# Task
A word-for-word copy of the entries below is required.

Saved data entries

* * * * *

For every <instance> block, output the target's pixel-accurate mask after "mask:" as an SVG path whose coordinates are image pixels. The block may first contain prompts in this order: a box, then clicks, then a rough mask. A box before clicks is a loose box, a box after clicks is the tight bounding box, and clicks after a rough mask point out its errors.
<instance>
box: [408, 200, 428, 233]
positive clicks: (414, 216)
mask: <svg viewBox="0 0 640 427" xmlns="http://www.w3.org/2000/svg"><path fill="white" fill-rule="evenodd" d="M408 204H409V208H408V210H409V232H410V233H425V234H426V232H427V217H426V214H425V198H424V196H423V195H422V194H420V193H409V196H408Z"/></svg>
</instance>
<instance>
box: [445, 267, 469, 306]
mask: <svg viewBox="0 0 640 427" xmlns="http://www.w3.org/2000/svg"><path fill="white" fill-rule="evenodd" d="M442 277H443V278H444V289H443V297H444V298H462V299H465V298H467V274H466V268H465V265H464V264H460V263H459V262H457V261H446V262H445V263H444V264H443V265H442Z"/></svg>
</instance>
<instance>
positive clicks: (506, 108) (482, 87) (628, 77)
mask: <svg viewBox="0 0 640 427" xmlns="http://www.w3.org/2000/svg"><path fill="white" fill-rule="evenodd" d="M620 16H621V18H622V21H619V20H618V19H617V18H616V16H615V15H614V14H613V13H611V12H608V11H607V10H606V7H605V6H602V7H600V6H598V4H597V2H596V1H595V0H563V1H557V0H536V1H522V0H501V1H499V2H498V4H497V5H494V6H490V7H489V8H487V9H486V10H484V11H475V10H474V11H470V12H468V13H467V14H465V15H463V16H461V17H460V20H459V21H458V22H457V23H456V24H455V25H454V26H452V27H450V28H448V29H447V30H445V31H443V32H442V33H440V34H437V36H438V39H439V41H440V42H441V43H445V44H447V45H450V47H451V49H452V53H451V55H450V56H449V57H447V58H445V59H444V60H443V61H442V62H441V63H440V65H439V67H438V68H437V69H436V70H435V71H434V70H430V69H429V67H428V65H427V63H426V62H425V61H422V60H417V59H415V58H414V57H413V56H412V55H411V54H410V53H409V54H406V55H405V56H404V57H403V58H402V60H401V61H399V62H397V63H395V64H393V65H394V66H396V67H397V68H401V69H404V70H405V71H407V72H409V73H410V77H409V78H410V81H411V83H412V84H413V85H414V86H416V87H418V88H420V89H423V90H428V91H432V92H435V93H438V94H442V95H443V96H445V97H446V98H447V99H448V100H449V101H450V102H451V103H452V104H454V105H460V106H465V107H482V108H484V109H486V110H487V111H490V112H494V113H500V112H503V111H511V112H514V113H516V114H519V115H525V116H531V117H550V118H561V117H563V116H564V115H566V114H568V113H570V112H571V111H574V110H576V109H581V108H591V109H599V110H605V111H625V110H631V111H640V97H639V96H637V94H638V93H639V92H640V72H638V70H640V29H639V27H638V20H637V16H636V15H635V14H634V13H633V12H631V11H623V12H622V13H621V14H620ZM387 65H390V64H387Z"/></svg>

* * * * *

# Result of this exercise
For every <instance> block, output the target's pixel-accurate mask after "mask:" as an SVG path whose coordinates are image pixels. The block may first contain prompts in this order: a box, then clicks, then a rough mask. A box before clicks is a loose box, a box after clicks is the tight bounding box, and clicks after a rough mask point out its errors.
<instance>
box: [408, 200, 428, 233]
positive clicks: (414, 216)
mask: <svg viewBox="0 0 640 427" xmlns="http://www.w3.org/2000/svg"><path fill="white" fill-rule="evenodd" d="M408 204H409V208H408V210H409V232H410V233H425V234H426V232H427V217H426V214H425V198H424V196H423V195H422V194H420V193H409V196H408Z"/></svg>
</instance>
<instance>
box: [445, 267, 469, 306]
mask: <svg viewBox="0 0 640 427" xmlns="http://www.w3.org/2000/svg"><path fill="white" fill-rule="evenodd" d="M442 277H443V278H444V289H443V297H444V298H462V299H465V298H467V274H466V268H465V265H464V264H460V263H459V262H457V261H446V262H445V263H444V264H443V265H442Z"/></svg>
</instance>
<instance>
positive clicks: (506, 108) (482, 87) (628, 77)
mask: <svg viewBox="0 0 640 427" xmlns="http://www.w3.org/2000/svg"><path fill="white" fill-rule="evenodd" d="M620 16H621V18H622V21H619V20H618V19H617V18H616V16H615V15H614V14H613V13H611V12H608V11H607V10H606V7H605V6H602V7H600V6H598V4H597V2H596V1H595V0H563V1H557V0H536V1H522V0H501V1H499V2H498V4H497V5H494V6H490V7H489V8H487V9H486V10H484V11H475V10H474V11H470V12H468V13H467V14H465V15H463V16H461V17H460V20H459V21H458V22H457V23H456V24H455V25H454V26H452V27H450V28H448V29H447V30H445V31H443V32H442V33H440V34H437V36H438V39H439V41H440V42H441V43H445V44H447V45H450V47H451V49H452V53H451V55H450V56H449V57H447V58H445V59H444V60H443V61H442V62H441V63H440V65H439V67H438V68H437V69H436V70H435V71H434V70H430V69H429V67H428V65H427V63H426V62H425V61H422V60H417V59H415V58H414V57H413V56H412V55H411V54H410V53H409V54H406V55H405V56H404V57H403V58H402V60H401V61H399V62H397V63H395V64H393V65H394V66H396V67H397V68H401V69H404V70H405V71H407V72H409V73H410V77H409V78H410V81H411V83H412V84H413V85H414V86H416V87H418V88H420V89H423V90H428V91H432V92H435V93H438V94H442V95H443V96H445V97H446V98H447V99H448V100H449V101H450V102H451V103H452V104H454V105H460V106H465V107H482V108H484V109H486V110H487V111H490V112H494V113H500V112H503V111H511V112H514V113H516V114H519V115H525V116H531V117H550V118H561V117H563V116H564V115H566V114H568V113H570V112H571V111H574V110H576V109H581V108H591V109H599V110H605V111H625V110H631V111H640V97H639V96H637V94H638V93H639V92H640V72H638V70H640V29H639V27H638V20H637V16H636V15H635V14H634V13H633V12H631V11H623V12H622V13H621V14H620ZM387 65H390V64H387Z"/></svg>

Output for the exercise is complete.